Exercises:
**1.** In the blog post about the deaths of artists and Margaret Thatcher, whose death did the writer say felt like a damp squib?
**2.** Print the part of the blog post about the deaths of artists and Margaret Thatcher that begins at the words "April 13, 2013" and stops after "when celebrities die.".
**3.** Can you carry on the blog post about the deaths of artists and Margaret Thatcher from where it stops?

Source extract:
+++

April 13, 2013 by musehick
I suppose it makes sense for me to say this, and therefore it is perhaps somewhat redundant, but if I stopped myself from saying redundant things I would never speak – so here it is: I am always more sad when artists die, when writers die, when musicians die, than I am when celebrities die.
The news of Margaret Thatcher shuffling off the mortal coil felt like a damp squib in my universe – she had kind of become a sad parrot-like figure sputtering out the same brand of crap she always did, but how can you hate someone who comes off like a fifth generation photocopy of themselves in their glory days? It kind of feels like you have cheapened yourself to work up the energy to kick the corpse. She was a figure of hate, and I hate what she stood for, but she’s gone now.

+++

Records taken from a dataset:
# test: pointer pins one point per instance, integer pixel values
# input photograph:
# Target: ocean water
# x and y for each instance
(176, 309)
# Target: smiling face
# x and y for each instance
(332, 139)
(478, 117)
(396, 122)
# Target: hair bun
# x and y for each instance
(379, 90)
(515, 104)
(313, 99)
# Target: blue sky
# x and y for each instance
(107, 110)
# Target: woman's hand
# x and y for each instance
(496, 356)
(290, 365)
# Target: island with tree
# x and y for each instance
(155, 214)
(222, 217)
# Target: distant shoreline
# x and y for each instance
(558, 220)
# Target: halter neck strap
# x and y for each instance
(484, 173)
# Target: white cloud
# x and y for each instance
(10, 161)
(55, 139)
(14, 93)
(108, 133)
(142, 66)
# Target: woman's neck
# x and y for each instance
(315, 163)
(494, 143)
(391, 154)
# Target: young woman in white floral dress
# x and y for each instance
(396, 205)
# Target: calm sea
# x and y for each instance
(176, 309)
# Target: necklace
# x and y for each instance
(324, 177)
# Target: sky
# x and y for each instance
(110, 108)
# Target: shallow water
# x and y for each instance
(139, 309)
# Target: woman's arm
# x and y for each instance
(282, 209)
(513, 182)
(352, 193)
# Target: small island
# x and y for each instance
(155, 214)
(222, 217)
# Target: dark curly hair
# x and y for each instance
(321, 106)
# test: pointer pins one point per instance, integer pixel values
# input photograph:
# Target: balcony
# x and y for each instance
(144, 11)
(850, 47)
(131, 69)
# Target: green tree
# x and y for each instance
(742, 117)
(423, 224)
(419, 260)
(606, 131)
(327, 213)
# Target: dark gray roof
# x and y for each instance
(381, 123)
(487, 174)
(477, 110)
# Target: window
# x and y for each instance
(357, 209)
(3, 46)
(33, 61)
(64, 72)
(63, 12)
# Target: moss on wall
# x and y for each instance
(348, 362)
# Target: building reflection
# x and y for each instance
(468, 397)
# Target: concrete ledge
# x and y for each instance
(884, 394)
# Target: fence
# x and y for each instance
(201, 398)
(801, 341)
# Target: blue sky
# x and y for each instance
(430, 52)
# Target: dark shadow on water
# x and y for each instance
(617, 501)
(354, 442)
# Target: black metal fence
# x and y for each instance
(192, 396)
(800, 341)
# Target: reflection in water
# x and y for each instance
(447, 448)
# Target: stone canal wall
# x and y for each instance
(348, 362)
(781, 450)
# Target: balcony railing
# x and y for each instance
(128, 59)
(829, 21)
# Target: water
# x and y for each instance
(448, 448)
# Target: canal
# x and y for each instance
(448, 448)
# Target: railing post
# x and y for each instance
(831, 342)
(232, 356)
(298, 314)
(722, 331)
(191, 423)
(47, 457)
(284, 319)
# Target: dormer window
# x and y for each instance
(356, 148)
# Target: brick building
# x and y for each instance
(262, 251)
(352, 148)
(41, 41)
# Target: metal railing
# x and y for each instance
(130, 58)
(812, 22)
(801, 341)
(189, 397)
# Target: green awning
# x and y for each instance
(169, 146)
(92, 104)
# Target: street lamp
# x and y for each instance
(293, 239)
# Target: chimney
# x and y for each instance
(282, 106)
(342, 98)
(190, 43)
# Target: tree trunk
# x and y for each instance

+++

Solved problems:
**1.** Margaret Thatcher's.

**2.**
April 13, 2013 by musehick
I suppose it makes sense for me to say this, and therefore it is perhaps somewhat redundant, but if I stopped myself from saying redundant things I would never speak – so here it is: I am always more sad when artists die, when writers die, when musicians die, than I am when celebrities die.

**3.**
I care more about the news that Iain Banks is dying from terminal cancer, a thing I sadly had to watch in two of my relatives in recent years. Banks is meeting it with a mordant humour that is admirable and from what his friends have said of him, no uncharacteristic. I plugged into his world at an impressionable age – I got the troika of The Wasp Factory, Canal Dreams, and Walking On Glass as part of an offer from a club I used to buy books from and they blew me away … they were exotic and human and poetic and matter of fact in a way I don’t remember anyone else being. I found Use Of Weapons in the library and I remember taking it out purely to find out if this was the same guy – that M threw me off, and this was in the days before the internet was ubiquitous, and for some reason I had really scouted around on the cover for the data. That book was one of those epiphanous moments where I saw where sci-fi could go and what it could do, and the narrative structure of that book raised my game and made me want to push the envelope. Iain Banks with or without the M is wonderful. Reading Val McDermid’s tribute helped me connect dots I had never even known were there between him and her and Ian Rankin. I look forward to revisiting his work, and am sad there won’t be more.
To be as well thought of as he is would be quite something; to write something as great as he did would be something else entirely.